AUFGABEN:
**A.** Nenne alle Spielergebnisse, die der Artikel über Schiedsrichter Deniz Aytekin in Ziffern angibt.
**B.** Schreib aus dem Artikel über Deniz Aytekin den Abschnitt ab, der mit „Hinter Schiedsrichter Deniz“ beginnt und bis einschließlich „Mönchengladbach intensiv zuging.“ reicht.
**C.** Setz den Artikel über Schiedsrichter Deniz Aytekin nach seinem letzten Satz fort.

Hinter Schiedsrichter Deniz Aytekin liegt eine anstrengende Woche. Am Mittwoch pfiff er in der Champions League das "Wunder von Barcelona", dagegen glich die Dienstreise nach Hamburg am Sonntag einer Kur — auch wenn es beim 2:1 zwischen dem HSV und Borussia Mönchengladbach intensiv zuging.

In den Foren ist es mittlerweile ein Running Gag. "Da war doch mal was", schreiben Fans, wenn die Schiedsrichteransetzung fürs nächste Spiel bekanntgegeben wird — weil eben irgendwann immer mal was war. Bei Deniz Aytekin und Borussia Mönchengladbach war der 15. April 2011 so ein erinnerungsbildender Tag. Gladbach taumelte dem Abstieg entgegen, und im Auswärtsspiel beim FSV Mainz 05 sah erst Mike Hanke eine umstrittene Gelb-Rote Karte, dann verweigerte Aytekin beim Stand von 0:0 Marco Reus einen glasklaren Elfmeter. Mainz gewann durch ein spätes Tor, Borussias Abstieg war scheinbar besiegelt. Mit dem Rest der Geschichte hatte Aytekin dann freilich nichts mehr zu tun.

Seitdem hat es genügend Erlebnisse gegeben, die helfen könnten, den Pawlow'schen Reflex zu unterdrücken: Aytekin pfiff, als Gladbach seinen einzigen Sieg bei Borussia Dortmund seit 1998 holte, er pfiff auch beim bis heute letzten Sieg gegen den Hamburger SV sowie beim als große Wende gefeierten 3:2-Sieg bei Bayer Leverkusen vor ein paar Wochen. Und auch bei der 1:2-Niederlage am Sonntag in Hamburg konnte sich niemand über den Referee beschweren, der unterm Strich eine tadellose Partie ablieferte.

VORLIEGENDES MATERIAL:

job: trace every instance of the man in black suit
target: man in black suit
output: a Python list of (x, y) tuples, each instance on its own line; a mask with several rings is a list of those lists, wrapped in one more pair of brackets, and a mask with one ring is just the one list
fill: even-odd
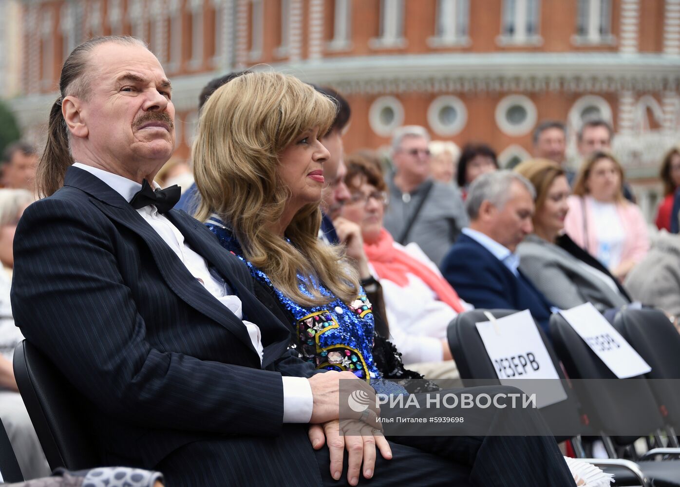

LÖSUNGEN:
**A.** 2:1, 0:0, 3:2, 1:2

**B.**
Hinter Schiedsrichter Deniz Aytekin liegt eine anstrengende Woche. Am Mittwoch pfiff er in der Champions League das "Wunder von Barcelona", dagegen glich die Dienstreise nach Hamburg am Sonntag einer Kur — auch wenn es beim 2:1 zwischen dem HSV und Borussia Mönchengladbach intensiv zuging.

**C.**
Mittlerweile gilt Aytekin in der Szene als einer der besten deutschen Schiedsrichter, der 38-Jährige hat sich in 126 Bundesligaspielen so entwickelt wie viele Spieler, deren Fähigkeiten auch nicht gleich beim Debüt ans Tageslicht gelangen. Am vergangenen Mittwoch durfte Aytekin die gesteigerte Wertschätzung in Form einer internationalen Dienstreise spüren. Der 1,97-Meter-Mann pfiff das Achtelfinal-Rückspiel in der Champions League zwischen dem FC Barcelona und Paris Saint-Germain. Zeuge eines "Wunders" zu werden, dürfte selbst für Unparteiische eine besondere Sache sein, aber Aytekin erlebte im Camp Nou sicherlich seinen schwierigsten Abend als Schiedsrichter. Sein Elfmeterpfiff in der Nachspielzeit, der beim 6:1 das 5:1 ermöglichte, war derart umstritten, dass selbst die selten zimperliche spanische Presse sich noch einmal übertraf.

Tomas Roncero, ein Reporter des — gelinde gesagt — Real Madrid wohlgesinnten Sportblattes "As" setzte sogar krude Verschwörungstheorien in die Welt, die Donald Trump und sein Team neidisch machen würden. Aytekin hat türkische Vorfahren, ist aber im Frankenland geboren. Zunächst verlegte Roncero seinen Geburtsort nach Stuttgart, vermutlich ein alternativer Fakt, um dann Aytekins türkische Wurzeln mit Barcas Sponsor Turkish Airlines in Verbindung zu bringen. Gerüchte um eine mögliche Sperre des Referees wies die Uefa deutlich zurück.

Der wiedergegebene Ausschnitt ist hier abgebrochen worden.